(A series of records)

+ + + + +

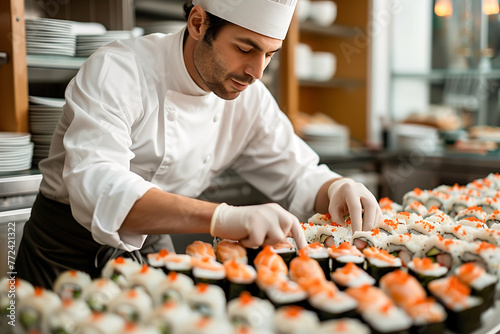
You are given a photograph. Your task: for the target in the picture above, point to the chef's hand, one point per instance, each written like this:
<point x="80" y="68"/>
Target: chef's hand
<point x="350" y="197"/>
<point x="256" y="225"/>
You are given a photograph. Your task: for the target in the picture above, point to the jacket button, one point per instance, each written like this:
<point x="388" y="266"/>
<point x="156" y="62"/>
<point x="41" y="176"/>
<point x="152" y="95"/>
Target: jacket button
<point x="172" y="116"/>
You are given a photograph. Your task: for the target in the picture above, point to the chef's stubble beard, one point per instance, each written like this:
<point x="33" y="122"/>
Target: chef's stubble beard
<point x="211" y="70"/>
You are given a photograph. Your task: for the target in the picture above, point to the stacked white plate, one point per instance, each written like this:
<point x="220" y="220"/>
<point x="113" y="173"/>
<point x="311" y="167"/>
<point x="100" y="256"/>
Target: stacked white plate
<point x="44" y="114"/>
<point x="327" y="139"/>
<point x="166" y="27"/>
<point x="88" y="44"/>
<point x="16" y="151"/>
<point x="50" y="37"/>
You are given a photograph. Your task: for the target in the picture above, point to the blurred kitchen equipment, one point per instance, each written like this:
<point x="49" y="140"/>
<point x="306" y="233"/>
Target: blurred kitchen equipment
<point x="323" y="13"/>
<point x="414" y="137"/>
<point x="324" y="65"/>
<point x="326" y="139"/>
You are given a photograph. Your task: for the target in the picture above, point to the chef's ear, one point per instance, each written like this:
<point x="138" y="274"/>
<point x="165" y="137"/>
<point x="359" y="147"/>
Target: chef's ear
<point x="197" y="23"/>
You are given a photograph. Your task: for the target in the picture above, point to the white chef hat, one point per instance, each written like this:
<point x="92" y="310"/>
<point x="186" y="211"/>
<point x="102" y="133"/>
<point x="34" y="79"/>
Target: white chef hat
<point x="267" y="17"/>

+ + + + +

- _Aim of the task_
Copy every item above word for word, leaving out the pictures.

- _Solved problem_
You are given a photograph. Your task: for the target in the picture above, point to the chef's hand, one point per instance, each written like this:
<point x="80" y="68"/>
Target: chef's hand
<point x="350" y="197"/>
<point x="256" y="225"/>
You are given a photograph. Your task: for the target in the picture above, point to the jacket button, one point per instance, each written like this:
<point x="388" y="266"/>
<point x="156" y="62"/>
<point x="41" y="176"/>
<point x="152" y="95"/>
Target: jacket button
<point x="172" y="116"/>
You are given a photograph. Your task: for the target in the picture above, point to the chef's stubble beard, one point per instance, each written like this:
<point x="33" y="122"/>
Target: chef's stubble beard
<point x="211" y="70"/>
You are given a photograph. Your task: for the target in the picture above, point to the stacked white plate, one point per instance, each written like this:
<point x="220" y="220"/>
<point x="113" y="173"/>
<point x="311" y="167"/>
<point x="100" y="256"/>
Target: stacked white plate
<point x="44" y="114"/>
<point x="327" y="139"/>
<point x="166" y="27"/>
<point x="88" y="44"/>
<point x="16" y="151"/>
<point x="50" y="37"/>
You are given a photograph. Your task: for the target in the picture above, point to the blurred kitchen equipment, one point per instance, each written like this:
<point x="49" y="140"/>
<point x="306" y="233"/>
Target: blurred kitchen equipment
<point x="323" y="13"/>
<point x="414" y="137"/>
<point x="324" y="65"/>
<point x="326" y="139"/>
You are given a photograph. Your task: for the target in the picture above, point to the chef's ear, one point per instance, each written like this:
<point x="138" y="274"/>
<point x="165" y="137"/>
<point x="359" y="147"/>
Target: chef's ear
<point x="197" y="23"/>
You are given a photograph. Your task: for the target in the picture above, point to the white chef hat, one point per instance, each written like this:
<point x="92" y="310"/>
<point x="186" y="211"/>
<point x="102" y="133"/>
<point x="34" y="79"/>
Target: white chef hat
<point x="267" y="17"/>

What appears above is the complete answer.